### Document passage
- Opening Delimiter -

PhD: Addicted to research is a fortnightly podcast by, and for addictions PhD students.
Ayan Ahmed is a PhD Psychology candidate at the University of Surrey, researching drug use in minority and marginalized populations in the UK. The main aim of Ayan’s PhD is to explore the underlying neurobiological and cognitive consequences of khat (Catha edulis) by using behavioural tasks and brain imaging techniques.
Chloe Burke is undertaking an SSA funded PhD at the University of Bath, with cross-institutional supervision from researchers at the University of Bristol. Chloe’s project seeks to accurately understand the individual and combined roles of cannabis and tobacco in mental illness, through triangulation of cross-country data and different experimental and epidemiological techniques.
Carol-Ann Getty is a PhD student at King’s College London, researching the feasibility of using telephones to deliver behaviour change in addiction treatment. The primary aims of Carol-Ann’s PhD are to assess what interventions are feasible and acceptable to deliver by telephone, how to encourage professionals and individuals who might benefit from this treatment to engage with telephone delivered interventions (TDI), and how to integrate these into routine treatment practice.

- Closing Delimiter -

### Data
- Opening Delimiter -

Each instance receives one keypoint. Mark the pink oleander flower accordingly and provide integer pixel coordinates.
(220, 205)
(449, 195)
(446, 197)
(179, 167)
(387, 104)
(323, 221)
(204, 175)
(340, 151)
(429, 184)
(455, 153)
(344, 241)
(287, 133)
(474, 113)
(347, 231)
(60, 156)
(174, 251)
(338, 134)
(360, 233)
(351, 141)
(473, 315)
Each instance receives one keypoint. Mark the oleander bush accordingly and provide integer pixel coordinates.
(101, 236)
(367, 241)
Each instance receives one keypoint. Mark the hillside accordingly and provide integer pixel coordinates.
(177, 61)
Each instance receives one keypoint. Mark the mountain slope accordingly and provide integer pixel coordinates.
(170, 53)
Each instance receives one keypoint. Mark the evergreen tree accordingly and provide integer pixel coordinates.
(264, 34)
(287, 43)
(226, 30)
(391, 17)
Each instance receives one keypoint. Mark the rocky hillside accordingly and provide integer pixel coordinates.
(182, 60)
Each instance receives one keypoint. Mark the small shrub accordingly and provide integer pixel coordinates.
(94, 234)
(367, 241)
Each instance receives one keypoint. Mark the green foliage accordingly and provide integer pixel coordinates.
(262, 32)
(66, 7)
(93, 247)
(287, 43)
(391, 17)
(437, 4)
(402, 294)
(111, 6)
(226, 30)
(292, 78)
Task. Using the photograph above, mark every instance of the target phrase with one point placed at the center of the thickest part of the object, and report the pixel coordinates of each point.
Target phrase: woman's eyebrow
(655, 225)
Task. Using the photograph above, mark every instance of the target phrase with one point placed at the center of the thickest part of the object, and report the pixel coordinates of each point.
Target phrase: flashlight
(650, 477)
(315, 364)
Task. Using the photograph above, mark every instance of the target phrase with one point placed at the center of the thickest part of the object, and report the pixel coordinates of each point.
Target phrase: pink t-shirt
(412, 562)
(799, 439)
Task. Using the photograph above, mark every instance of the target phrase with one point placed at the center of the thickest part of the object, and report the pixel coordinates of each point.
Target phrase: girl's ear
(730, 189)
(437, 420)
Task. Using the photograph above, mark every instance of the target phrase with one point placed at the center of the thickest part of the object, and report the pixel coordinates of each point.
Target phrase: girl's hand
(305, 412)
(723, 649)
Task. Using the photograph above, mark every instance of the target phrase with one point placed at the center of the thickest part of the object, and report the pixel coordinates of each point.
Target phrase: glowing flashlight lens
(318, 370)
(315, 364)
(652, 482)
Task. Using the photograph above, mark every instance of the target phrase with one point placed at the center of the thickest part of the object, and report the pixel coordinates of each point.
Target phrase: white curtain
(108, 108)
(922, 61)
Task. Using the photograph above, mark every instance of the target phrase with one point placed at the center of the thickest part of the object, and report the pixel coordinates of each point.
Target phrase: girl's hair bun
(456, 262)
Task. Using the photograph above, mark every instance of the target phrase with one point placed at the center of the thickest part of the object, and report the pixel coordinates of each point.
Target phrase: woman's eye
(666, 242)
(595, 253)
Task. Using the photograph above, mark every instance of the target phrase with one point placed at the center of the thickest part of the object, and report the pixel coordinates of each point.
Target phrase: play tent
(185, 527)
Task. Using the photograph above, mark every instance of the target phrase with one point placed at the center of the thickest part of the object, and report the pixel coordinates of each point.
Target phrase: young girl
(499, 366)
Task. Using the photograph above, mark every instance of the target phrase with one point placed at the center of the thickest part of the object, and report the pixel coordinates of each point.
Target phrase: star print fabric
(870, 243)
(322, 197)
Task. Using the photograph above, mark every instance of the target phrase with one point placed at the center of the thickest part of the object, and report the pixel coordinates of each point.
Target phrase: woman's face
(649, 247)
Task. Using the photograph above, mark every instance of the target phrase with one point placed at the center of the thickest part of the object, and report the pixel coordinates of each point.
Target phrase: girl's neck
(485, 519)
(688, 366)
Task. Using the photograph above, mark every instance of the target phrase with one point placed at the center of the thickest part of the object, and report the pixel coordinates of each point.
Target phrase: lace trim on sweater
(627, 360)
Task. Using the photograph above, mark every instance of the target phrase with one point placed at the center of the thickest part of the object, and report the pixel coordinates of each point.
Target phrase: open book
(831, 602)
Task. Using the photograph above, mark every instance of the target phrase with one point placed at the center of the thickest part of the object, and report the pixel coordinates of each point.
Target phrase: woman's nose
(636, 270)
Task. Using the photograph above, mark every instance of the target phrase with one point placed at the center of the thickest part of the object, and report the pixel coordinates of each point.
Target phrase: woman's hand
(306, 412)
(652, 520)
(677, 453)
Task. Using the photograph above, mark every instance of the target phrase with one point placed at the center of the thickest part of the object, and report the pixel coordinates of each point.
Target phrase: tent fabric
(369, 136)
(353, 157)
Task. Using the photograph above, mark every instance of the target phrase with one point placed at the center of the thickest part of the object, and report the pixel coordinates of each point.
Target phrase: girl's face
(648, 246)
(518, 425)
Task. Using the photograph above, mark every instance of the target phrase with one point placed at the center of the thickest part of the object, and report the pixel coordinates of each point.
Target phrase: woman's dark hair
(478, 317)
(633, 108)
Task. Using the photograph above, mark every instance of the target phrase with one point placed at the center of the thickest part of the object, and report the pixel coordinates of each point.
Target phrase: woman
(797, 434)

- Closing Delimiter -

### Work order 1
In the podcast description, which university is Ayan Ahmed a PhD Psychology candidate at?
### Work order 2
Write the next part of the podcast description, starting after its final sentence.
The entries have no connection to the podcast description.

### Expected answer 1
The University of Surrey.

### Expected answer 2
Merve Mollaahmetoglu is a third year PhD student within the Psychopharmacology and Addiction Research Centre at the University of Exeter. Merve’s PhD research focuses on the role of ruminative thinking in initiating and maintaining alcohol use disorders and exploring rumination as a target of psychological and pharmacological treatment approaches.
Jo-Anne Puddephatt is a third year PhD student at the University of Liverpool. Her research focuses on understanding the patterning of alcohol use and mental health problems and how this pattern changes among different social groups. Jo-Anne’s PhD involves using mixed methods, such as managing large datasets and conducting qualitative interviews, to identify those at most risk of having a co-morbid alcohol and mental health problem.
Daniel Ranson is an SSA funded PhD student at the University of East London, part of the Casalotti lab studying the molecular mechanisms of addiction like behaviours in the Drosophila melanogaster. Daniel’s current works focus on the GABA-B receptor and the modulatory role it has on the development of tolerance and preference when in the presence of alcohol.
Zoe Swithenbank is a PhD student at Liverpool John Moores University, funded by the SSA. Her PhD is in the development of behavioural interventions for smoking cessation in substance use treatment services. She has previously worked in substance use services and currently volunteers with a mental health charity both locally and nationally.